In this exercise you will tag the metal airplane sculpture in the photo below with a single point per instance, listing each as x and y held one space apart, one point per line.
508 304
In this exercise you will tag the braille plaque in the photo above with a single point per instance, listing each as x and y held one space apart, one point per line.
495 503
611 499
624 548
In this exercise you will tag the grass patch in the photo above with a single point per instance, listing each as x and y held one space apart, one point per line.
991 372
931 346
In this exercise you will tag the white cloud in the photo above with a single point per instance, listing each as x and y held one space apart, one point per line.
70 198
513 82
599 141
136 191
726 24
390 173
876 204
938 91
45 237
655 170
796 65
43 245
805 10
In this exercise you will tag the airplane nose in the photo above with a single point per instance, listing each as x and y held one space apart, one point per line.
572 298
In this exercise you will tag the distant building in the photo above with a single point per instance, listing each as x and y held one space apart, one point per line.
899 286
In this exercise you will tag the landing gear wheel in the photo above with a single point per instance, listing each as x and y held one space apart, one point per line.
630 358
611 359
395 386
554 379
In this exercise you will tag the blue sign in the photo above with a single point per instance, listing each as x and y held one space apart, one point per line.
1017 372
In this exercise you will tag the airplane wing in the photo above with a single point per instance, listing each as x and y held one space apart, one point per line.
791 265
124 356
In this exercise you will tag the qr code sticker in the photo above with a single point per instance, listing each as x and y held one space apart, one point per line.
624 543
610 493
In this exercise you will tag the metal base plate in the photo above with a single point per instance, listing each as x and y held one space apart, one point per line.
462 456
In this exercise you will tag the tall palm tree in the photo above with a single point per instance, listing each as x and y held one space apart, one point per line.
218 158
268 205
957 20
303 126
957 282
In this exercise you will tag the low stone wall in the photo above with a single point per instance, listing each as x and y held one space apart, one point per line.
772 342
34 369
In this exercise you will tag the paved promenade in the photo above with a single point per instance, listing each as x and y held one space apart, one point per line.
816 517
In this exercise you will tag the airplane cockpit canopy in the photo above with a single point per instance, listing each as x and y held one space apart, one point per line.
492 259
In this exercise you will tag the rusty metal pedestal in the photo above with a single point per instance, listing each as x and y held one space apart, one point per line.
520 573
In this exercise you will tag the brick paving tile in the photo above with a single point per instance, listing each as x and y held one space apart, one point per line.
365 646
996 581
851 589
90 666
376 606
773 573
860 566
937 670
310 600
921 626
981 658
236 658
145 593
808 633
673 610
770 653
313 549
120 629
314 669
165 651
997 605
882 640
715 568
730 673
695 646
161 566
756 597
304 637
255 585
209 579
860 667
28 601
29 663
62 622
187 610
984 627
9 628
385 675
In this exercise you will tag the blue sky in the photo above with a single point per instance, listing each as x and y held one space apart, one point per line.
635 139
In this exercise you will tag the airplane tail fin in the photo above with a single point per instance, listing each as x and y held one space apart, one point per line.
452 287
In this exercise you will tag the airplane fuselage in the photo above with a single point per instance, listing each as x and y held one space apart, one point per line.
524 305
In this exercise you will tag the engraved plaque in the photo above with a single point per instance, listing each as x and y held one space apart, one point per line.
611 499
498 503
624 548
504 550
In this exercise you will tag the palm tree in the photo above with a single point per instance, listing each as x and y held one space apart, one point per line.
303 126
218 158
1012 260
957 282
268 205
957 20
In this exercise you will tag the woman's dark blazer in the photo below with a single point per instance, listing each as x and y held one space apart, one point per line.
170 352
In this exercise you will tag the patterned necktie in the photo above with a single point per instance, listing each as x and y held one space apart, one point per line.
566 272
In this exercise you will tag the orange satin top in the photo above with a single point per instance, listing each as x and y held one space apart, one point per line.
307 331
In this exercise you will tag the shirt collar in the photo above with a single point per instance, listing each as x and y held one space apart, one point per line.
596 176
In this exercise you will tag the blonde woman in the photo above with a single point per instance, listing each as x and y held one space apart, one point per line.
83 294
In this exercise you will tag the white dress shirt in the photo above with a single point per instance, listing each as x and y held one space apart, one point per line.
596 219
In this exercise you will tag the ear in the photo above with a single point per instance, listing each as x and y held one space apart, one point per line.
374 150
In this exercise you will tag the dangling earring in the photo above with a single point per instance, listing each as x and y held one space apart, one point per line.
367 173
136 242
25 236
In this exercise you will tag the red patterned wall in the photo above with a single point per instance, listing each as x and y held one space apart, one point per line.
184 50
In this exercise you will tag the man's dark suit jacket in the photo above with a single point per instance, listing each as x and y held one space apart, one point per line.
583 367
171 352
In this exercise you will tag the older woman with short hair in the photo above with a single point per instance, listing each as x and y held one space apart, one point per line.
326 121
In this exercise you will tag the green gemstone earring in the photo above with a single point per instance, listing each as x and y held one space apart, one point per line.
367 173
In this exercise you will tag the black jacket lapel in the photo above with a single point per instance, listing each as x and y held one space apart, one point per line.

+---+

**What you should do**.
Your task is to repeat each line of the material exactly.

**Answer for the task**.
In this exercise you will tag the metal airplane sculpture in the photo below with a single point per instance, listing each as x and y held one space apart, one point per line.
508 304
In this exercise you will tag the braille plaque in the photo above with a single point per instance, listing each as x and y held one space apart, one point per line.
495 503
611 499
624 548
In this exercise you will tag the grass patch in the photo above with a single point per instance, listing each as x and y held one space apart, one point per line.
991 372
931 346
In this exercise you will tag the white cloud in the photo above with a single point per instance, listing each as x and y held one space apart, one point per line.
70 198
513 82
599 141
136 191
726 24
390 173
876 204
938 91
45 237
655 170
796 65
43 245
805 10
In this exercise you will tag the airplane nose in the photo above with a single point per instance, listing each as x and y held one space apart, one point per line.
572 298
In this exercise you will tag the distant building in the photo above with a single point per instance, listing each as x and y held one space apart, one point per line.
899 286
In this exercise you will tag the landing gear wheel in the photo above with a single point per instance, listing each as x and y held one space apart, one point per line.
630 358
611 359
395 386
554 379
In this exercise you will tag the blue sign in the photo above with a single point per instance, listing each as x and y held one space apart, one point per line.
1017 372
In this exercise you will tag the airplane wing in the photo above with a single point per instance, listing each as x and y held one space apart, one point per line.
791 265
124 356
In this exercise you will tag the qr code sticker in the photo above with a single point per instance, listing each as x and y held one space apart, one point per line.
624 543
610 493
In this exercise you will tag the metal base plate in the photo above with a single point per instance, listing each as x and y held one space apart, one point per line.
462 456
In this exercise you will tag the tall palm tree in the photo above with a single point per instance, listing each as x and y held one space apart, one point per line.
218 158
268 205
957 20
303 126
957 282
In this exercise you will tag the low stone wall in the photo above with a single point per instance, listing each as x and y held one space apart, one point per line.
772 342
34 369
In this exercise you will tag the paved promenade in the photo above with a single point per instance, listing each as x and y held one space apart, one point per line.
816 517
In this exercise you will tag the airplane cockpit canopy in the photo above with a single point per instance, listing each as x and y held one space apart, one point per line.
492 259
In this exercise you will tag the rusty metal pedestal in the photo above with a single point per instance, listing each as x and y held one space apart, one point per line.
520 573
In this exercise you will tag the brick paving tile in the photo above with a single point per instance, listing each as x and y held one space apart, one point per line.
365 646
996 581
851 589
90 666
376 606
773 573
860 566
937 670
310 600
921 626
981 658
236 658
145 593
808 633
673 610
770 653
313 549
120 629
314 669
165 651
997 605
882 640
715 568
730 673
695 646
161 566
756 597
304 637
255 585
209 579
860 667
28 601
29 663
62 622
187 610
984 627
9 628
385 675
In this exercise you will tag the blue sky in the photo above with a single point per instance, listing each as x and y held one space apart, one point per line.
635 139
In this exercise you will tag the airplane tail fin in the photo above with a single point per instance, listing each as x and y held one space apart, one point per line.
452 287
In this exercise you will tag the airplane fuselage in the photo above with a single point per instance, listing each as x and y held one space apart, one point per line.
524 305
In this exercise you will tag the engraved plaque in the photo above with a single point per instance, listing each as x and y held one space apart, one point per line.
611 499
498 503
624 548
504 550
In this exercise you will tag the palm tree in the photo above with a single point per instance, listing each as x and y held one space apart, one point per line.
303 126
218 158
1012 260
957 282
268 205
957 20
In this exercise you will tag the woman's dark blazer in the photo below with a single point per instance, listing each as x and y held one space apart, one point per line.
170 352
In this exercise you will tag the patterned necktie in the photo above with a single point per instance, listing each as x and y held one space apart, one point per line.
566 272
In this exercise you will tag the orange satin top in the photo above with a single point per instance, listing each as x and y held one space apart, one point per line.
307 331
In this exercise you will tag the shirt collar in the photo above with a single point per instance, listing each as x and y held one space apart, one point per line.
596 176
In this exercise you will tag the blonde woman in the photo above with a single point per instance, listing each as x and y held one space apart, one point per line.
83 294
In this exercise you will tag the white dress shirt in the photo above with a single point per instance, listing each as x and y held one space apart, one point per line.
596 219
In this exercise you will tag the ear in the photo above with a single point per instance, listing each as x and y held one space apart, one point per line.
374 150
In this exercise you will tag the dangling earring in the photo above with a single point per instance, listing each as x and y held one space apart, one point per line.
367 173
136 242
25 236
In this exercise you will tag the red patterned wall in the photo above with a single point per instance, listing each as x and y held one space apart, one point per line.
184 50
In this exercise you will tag the man's dark suit jacket in the photo above with a single point per instance, listing each as x and y held one space apart, one point per line.
583 367
171 352
In this exercise you will tag the older woman with short hair in the photo above with a single point per instance, listing each as x and y held one space apart, one point per line.
326 121
In this exercise you will tag the green gemstone earring in the photo above with a single point per instance, listing each as x and y held one space apart, one point per line.
367 173
In this exercise you will tag the black jacket lapel in the photo above with a single point per instance, listing each as x and y held one space apart, one point per line.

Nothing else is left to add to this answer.